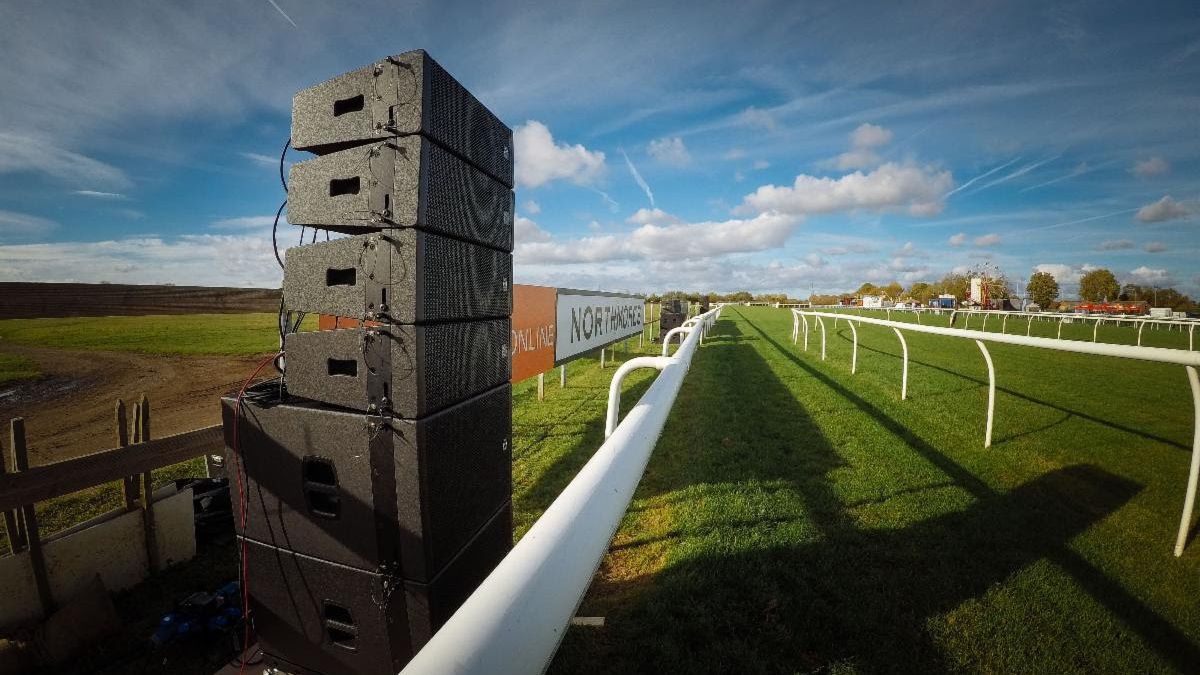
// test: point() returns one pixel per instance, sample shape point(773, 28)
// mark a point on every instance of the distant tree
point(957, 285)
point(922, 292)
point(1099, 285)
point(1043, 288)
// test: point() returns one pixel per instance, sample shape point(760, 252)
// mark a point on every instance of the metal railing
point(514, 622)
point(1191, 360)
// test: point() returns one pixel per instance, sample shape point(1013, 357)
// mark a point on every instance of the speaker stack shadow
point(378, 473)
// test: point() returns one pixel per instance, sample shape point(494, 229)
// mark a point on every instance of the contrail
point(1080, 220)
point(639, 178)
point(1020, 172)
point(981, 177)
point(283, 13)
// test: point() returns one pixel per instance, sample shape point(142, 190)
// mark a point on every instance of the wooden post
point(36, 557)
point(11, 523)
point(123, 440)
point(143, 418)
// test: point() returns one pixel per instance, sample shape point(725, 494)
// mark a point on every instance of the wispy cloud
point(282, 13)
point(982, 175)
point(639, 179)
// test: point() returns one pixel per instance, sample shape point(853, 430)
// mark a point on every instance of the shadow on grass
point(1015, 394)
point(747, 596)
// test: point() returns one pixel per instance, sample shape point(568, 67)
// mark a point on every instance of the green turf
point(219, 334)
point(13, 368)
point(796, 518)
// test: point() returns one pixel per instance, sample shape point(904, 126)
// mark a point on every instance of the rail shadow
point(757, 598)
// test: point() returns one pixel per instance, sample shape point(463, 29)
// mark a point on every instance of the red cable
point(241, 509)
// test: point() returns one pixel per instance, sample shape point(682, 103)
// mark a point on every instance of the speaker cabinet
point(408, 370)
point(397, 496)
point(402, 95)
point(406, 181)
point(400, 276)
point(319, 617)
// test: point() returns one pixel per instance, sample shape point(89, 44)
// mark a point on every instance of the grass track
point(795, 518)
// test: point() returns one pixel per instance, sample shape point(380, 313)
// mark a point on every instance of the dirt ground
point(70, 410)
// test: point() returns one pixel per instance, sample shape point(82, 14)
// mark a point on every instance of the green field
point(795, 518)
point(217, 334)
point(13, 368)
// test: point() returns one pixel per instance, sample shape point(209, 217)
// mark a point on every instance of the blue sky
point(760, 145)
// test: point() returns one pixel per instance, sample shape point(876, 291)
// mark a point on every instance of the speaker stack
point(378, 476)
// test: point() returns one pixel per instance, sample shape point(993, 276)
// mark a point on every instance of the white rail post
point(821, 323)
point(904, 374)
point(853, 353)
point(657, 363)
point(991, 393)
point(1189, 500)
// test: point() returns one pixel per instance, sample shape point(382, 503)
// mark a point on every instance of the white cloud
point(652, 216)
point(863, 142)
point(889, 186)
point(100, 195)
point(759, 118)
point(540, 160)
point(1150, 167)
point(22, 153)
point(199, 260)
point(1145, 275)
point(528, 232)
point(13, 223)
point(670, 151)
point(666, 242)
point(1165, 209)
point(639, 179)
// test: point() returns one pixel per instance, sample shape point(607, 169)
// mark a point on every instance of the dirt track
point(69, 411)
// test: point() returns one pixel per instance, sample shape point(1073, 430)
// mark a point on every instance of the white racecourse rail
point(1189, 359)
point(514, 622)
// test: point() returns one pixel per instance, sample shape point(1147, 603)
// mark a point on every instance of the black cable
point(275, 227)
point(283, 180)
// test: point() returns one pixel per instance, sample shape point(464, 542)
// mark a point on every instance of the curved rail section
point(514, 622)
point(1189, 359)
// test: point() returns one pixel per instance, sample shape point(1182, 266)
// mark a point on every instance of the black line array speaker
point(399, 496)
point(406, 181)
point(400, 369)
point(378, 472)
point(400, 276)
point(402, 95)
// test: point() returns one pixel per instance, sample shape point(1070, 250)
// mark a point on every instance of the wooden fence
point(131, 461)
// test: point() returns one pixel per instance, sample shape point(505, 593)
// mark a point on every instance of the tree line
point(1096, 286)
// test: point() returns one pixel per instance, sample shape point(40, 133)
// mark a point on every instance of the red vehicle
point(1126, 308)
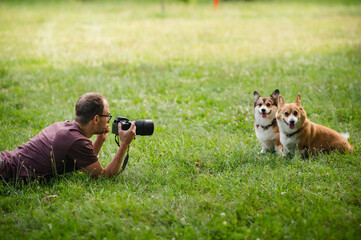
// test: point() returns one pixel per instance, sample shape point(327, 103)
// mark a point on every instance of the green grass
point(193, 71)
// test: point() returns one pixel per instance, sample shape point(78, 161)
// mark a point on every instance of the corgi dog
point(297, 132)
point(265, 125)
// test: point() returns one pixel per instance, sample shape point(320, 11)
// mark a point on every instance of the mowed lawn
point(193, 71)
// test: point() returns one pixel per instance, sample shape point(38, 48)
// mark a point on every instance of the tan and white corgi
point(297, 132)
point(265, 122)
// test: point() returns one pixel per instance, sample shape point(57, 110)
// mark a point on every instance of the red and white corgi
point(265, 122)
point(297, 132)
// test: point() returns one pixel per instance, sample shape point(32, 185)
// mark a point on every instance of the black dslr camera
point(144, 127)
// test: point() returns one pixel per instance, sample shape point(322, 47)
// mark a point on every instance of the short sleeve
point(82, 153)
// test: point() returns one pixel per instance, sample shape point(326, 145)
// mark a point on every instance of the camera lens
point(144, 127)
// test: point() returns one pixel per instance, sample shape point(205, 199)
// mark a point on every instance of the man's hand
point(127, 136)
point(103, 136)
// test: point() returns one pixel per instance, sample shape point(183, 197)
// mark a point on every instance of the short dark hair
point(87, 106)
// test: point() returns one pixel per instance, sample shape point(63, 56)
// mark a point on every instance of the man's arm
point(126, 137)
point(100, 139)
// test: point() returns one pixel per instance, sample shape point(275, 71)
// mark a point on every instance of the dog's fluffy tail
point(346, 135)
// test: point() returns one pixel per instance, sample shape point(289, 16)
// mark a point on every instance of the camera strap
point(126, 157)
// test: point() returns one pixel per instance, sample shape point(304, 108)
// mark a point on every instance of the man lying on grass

_DIRECTIVE_
Pull out every line of the items above and reproduce it word for word, leaving out the pictures.

_TASK RESULT_
// test: point() returns one pixel per instance, sample shape point(773, 28)
// mark a point on every instance of the distant tree
point(957, 285)
point(922, 292)
point(1099, 285)
point(1043, 288)
// test: point() returns one pixel per instance, sample shape point(760, 252)
// mark a point on every instance of the metal railing
point(514, 622)
point(1191, 360)
// test: point() returns one pixel per instance, sample shape point(1013, 357)
// mark a point on every instance of the speaker stack shadow
point(378, 473)
// test: point() returns one pixel per instance, sample shape point(494, 229)
// mark a point on every instance of the contrail
point(1080, 220)
point(639, 178)
point(1020, 172)
point(981, 177)
point(283, 13)
// test: point() returns one pixel per instance, sample shape point(142, 190)
// mark a point on every instance of the wooden post
point(36, 557)
point(11, 523)
point(123, 440)
point(143, 418)
// test: point() returns one pixel per instance, sample shape point(725, 494)
// mark a point on every instance of the wispy cloud
point(282, 13)
point(982, 175)
point(639, 179)
// test: point() returns one pixel per instance, sample shape point(853, 430)
// mark a point on every instance of the shadow on grass
point(1015, 394)
point(747, 596)
// test: point() returns one pixel per instance, sample shape point(568, 67)
// mark a point on every instance of the green turf
point(219, 334)
point(13, 368)
point(796, 518)
// test: point() returns one pixel per instance, sample shape point(904, 126)
// mark a point on every instance of the rail shadow
point(757, 598)
// test: point() returns one pixel per instance, sample shape point(463, 29)
// mark a point on every instance of the red cable
point(241, 509)
// test: point() returns one pixel per instance, sample shape point(682, 103)
// mark a point on every instance of the speaker cabinet
point(408, 370)
point(397, 496)
point(402, 95)
point(406, 181)
point(400, 276)
point(319, 617)
// test: point() returns one pixel per instance, sample shape point(89, 44)
// mark a point on every instance of the grass track
point(795, 518)
// test: point() returns one pixel per instance, sample shape point(380, 313)
// mark a point on every instance of the dirt ground
point(70, 410)
// test: point() returns one pixel per instance, sample shape point(82, 14)
// mark a point on every instance of the green field
point(795, 518)
point(217, 334)
point(13, 368)
// test: point() returns one pixel per instance, sample shape point(209, 217)
// mark a point on every instance of the blue sky
point(760, 145)
// test: point() returns one pixel per instance, sample shape point(876, 291)
// mark a point on every instance of the speaker stack
point(378, 476)
// test: point() returns one pixel per instance, sample shape point(993, 276)
// mark a point on every instance of the white rail post
point(821, 323)
point(904, 374)
point(853, 353)
point(657, 363)
point(991, 393)
point(1189, 500)
// test: point() returns one pixel per instance, sample shape point(382, 503)
// mark a point on every instance of the white cloud
point(652, 216)
point(863, 142)
point(889, 186)
point(100, 195)
point(759, 118)
point(540, 160)
point(1150, 167)
point(22, 153)
point(199, 260)
point(1145, 275)
point(528, 232)
point(13, 223)
point(670, 151)
point(666, 242)
point(1165, 209)
point(639, 179)
// test: point() returns one pixel per instance, sample shape point(607, 169)
// mark a point on every instance of the dirt track
point(69, 411)
// test: point() returns one pixel per instance, sample shape point(1073, 430)
// mark a point on every instance of the white racecourse rail
point(1189, 359)
point(514, 622)
// test: point() returns one pixel per instance, sample shape point(1147, 603)
// mark a point on every instance of the black cable
point(275, 227)
point(283, 180)
// test: point() returns one pixel per instance, sample shape point(464, 542)
// mark a point on every instance of the curved rail section
point(514, 622)
point(1189, 359)
// test: point() returns one pixel per instance, sample shape point(1182, 266)
// mark a point on every instance of the black line array speaker
point(399, 496)
point(406, 181)
point(400, 369)
point(378, 472)
point(400, 276)
point(402, 95)
// test: point() returns one pixel per instance, sample shape point(1070, 250)
// mark a point on every instance of the wooden fence
point(131, 461)
// test: point() returns one pixel per instance, sample shape point(505, 593)
// mark a point on every instance of the tree line
point(1096, 286)
// test: point() returns one pixel per instance, sample shape point(40, 133)
// mark a point on every instance of the red vehicle
point(1126, 308)
// test: point() returns one pixel per instance, sample shape point(327, 103)
// mark a point on every instance of the green grass
point(193, 71)
// test: point() returns one pixel per instance, sample shape point(78, 161)
// mark a point on every instance of the corgi dog
point(297, 132)
point(265, 125)
// test: point() returns one pixel per instance, sample shape point(320, 11)
// mark a point on every instance of the mowed lawn
point(193, 71)
// test: point() returns one pixel per instance, sample shape point(38, 48)
// mark a point on every instance of the tan and white corgi
point(297, 132)
point(265, 122)
// test: point() returns one pixel per instance, sample shape point(57, 110)
// mark a point on every instance of the red and white corgi
point(265, 122)
point(297, 132)
// test: point() returns one pixel per instance, sample shape point(32, 185)
// mark a point on every instance of the black dslr camera
point(144, 127)
// test: point() returns one pixel per instance, sample shape point(322, 47)
// mark a point on every instance of the short sleeve
point(82, 153)
// test: point() returns one pixel per instance, sample shape point(326, 145)
// mark a point on every instance of the camera lens
point(144, 127)
// test: point() returns one pixel per instance, sample shape point(205, 199)
// mark a point on every instance of the man's hand
point(127, 136)
point(103, 136)
// test: point() returns one pixel per instance, sample shape point(183, 197)
// mark a point on every instance of the short dark hair
point(87, 106)
// test: point() returns one pixel per instance, sample shape point(63, 56)
// mark a point on every instance of the man's arm
point(126, 137)
point(100, 139)
// test: point() returns one pixel per instance, sample shape point(275, 71)
// mark a point on every instance of the dog's fluffy tail
point(346, 135)
// test: point() returns one pixel per instance, sample shape point(289, 16)
// mark a point on every instance of the camera strap
point(126, 157)
// test: point() returns one pixel per instance, sample shape point(304, 108)
// mark a point on every instance of the man lying on grass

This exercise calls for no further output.